■ **TEXTO**
◇ ◇ ◇ ◇ ◇
Não ouça o canto das sereias, disse meu bom amigo e fotógrafo de mão cheia René Cabrales.
Sim, vou continuar tentando.
 

sexta-feira, 17 de agosto de 2012

Jazz Message #2

Coloco Hank Mobley para tirar a ferrugem da escrita e me fazer sonhar que o frio já voltou, afinal estamos na cidade em que acontecem as quatro estações do ano no mesmo dia. Se quiser conseguir o que os outros não conseguiram, terá que fazer o que os outros não fizeram, alguém disse (essas ideias são mais aprofundadas aqui neste texto in english). Falaram em determinação, em não perder horas na internet em vez de simplesmente escrever. Pensei em mandar o um pouco eterno livro para o concurso do Sesc, depois que soube que E o Vento Levou foi recusado 38 vezes (aliás, descobri 10 livros famosos que foram recusados, e várias vezes). Novas revoluções se aproximam, enquanto vou tateando o texto. Escrever é como tocar um instrumento musical, precisa praticar, senão a coisa vai para o espaço. E ler, é claro. Tenho que retomar as leituras. Foco.

Talvez um café italiano para dar um clima na friday night. Talvez o jazz. Talvez, quem sabe, agora.

sexta-feira, 10 de agosto de 2012

Fast changes antes da Funarte


Terminaram hoje as inscrições para a Bolsa Biblioteca Nacional/Funarte de Criação Literária, para onde já tinha mandado o projeto para a elaboração e conclusão da história de Carol semana passada, o mesmo que está agora sobre a Caixa da Perseverança, uma caixa de papelão preta escrita Specially for you, que abriga algumas cartas de recusa de alguns outros textos, e que agora é o abrigo da semente da já citada história de Carol, em meio ao São Jerônimo, sua pena escrevendo sobre o livro e seus leões, um anjo russo, um anjo querubim lendo um livro, o anjo Eiael e um Ganeshi, sobre a autobiografia de Eric Sykes, comprada em um brechó em Camden Town, como um monumento aos London Times, um lembrete que me incentivasse a continuar escrevendo, cujo título resume tudo: If I don’t write, nobody else will.
Em rápida conversa com Mr. Marcelo Martins hoje, ele disse: tem que escrever, tem que atualizar o blog. Mesmo que jamais comentem – vou insistir nisso, e daí? –, o contador mostra que tem gente de diferentes lugares que lê este blog, diariamente. Mas o caso é que pensei em pensar na história de Carol, e não esperar apenas pelos resultados da bolsa para continuar trabalhando, mas deu um medinho: vai que eu descubra algum erro no projeto a essa altura do campeonato, e seja contaminado pela sombra?
◇ ◇ ◇ ◇ ◇
■ **MATERIAL FORNECIDO**
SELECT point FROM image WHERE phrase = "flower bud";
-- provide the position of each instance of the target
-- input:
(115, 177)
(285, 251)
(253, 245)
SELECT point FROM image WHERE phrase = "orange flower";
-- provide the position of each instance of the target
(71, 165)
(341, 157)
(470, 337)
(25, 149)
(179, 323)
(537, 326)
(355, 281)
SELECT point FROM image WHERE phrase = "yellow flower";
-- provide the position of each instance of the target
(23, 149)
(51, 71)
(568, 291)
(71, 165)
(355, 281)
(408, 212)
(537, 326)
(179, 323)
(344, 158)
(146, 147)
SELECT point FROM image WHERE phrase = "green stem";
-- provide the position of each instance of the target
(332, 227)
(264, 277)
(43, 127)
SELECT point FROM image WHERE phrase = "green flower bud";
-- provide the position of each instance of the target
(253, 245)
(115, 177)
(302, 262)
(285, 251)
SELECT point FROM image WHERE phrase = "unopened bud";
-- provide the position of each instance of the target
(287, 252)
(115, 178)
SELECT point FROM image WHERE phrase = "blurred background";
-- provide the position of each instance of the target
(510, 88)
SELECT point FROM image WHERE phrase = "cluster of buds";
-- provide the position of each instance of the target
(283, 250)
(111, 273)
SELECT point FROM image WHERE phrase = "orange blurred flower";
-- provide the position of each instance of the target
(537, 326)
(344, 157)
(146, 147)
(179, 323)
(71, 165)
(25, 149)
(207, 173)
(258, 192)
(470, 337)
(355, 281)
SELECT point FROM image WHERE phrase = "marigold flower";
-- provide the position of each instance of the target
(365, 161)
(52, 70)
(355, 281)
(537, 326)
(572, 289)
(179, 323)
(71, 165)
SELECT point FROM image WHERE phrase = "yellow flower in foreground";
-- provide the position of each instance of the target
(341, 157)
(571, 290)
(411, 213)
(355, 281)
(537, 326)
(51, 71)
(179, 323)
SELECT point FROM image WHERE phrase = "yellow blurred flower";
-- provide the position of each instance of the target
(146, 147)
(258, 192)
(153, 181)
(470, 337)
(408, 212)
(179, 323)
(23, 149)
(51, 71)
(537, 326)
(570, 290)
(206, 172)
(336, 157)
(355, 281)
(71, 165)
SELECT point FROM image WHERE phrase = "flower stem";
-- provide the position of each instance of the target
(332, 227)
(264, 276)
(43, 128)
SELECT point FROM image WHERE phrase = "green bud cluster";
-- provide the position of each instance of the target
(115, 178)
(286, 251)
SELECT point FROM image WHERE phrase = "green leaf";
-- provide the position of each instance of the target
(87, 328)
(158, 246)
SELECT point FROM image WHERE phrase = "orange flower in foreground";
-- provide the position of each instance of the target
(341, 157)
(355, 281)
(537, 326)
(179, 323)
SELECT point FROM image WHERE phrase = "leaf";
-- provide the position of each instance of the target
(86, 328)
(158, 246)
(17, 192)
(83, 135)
◇ ◇ ◇ ◇ ◇
■ **QUESTÕES DE ESTUDO**
- a) Imprima o trecho do texto que vai de "Terminaram hoje as" a "nobody else will.".
- b) Segundo o texto, onde foi comprada a autobiografia de Eric Sykes?
A listagem provém de outra fonte.

■ **RESPOSTAS**
- a)
Terminaram hoje as inscrições para a Bolsa Biblioteca Nacional/Funarte de Criação Literária, para onde já tinha mandado o projeto para a elaboração e conclusão da história de Carol semana passada, o mesmo que está agora sobre a Caixa da Perseverança, uma caixa de papelão preta escrita Specially for you, que abriga algumas cartas de recusa de alguns outros textos, e que agora é o abrigo da semente da já citada história de Carol, em meio ao São Jerônimo, sua pena escrevendo sobre o livro e seus leões, um anjo russo, um anjo querubim lendo um livro, o anjo Eiael e um Ganeshi, sobre a autobiografia de Eric Sykes, comprada em um brechó em Camden Town, como um monumento aos London Times, um lembrete que me incentivasse a continuar escrevendo, cujo título resume tudo: If I don’t write, nobody else will.

- b) Em um brechó em Camden Town.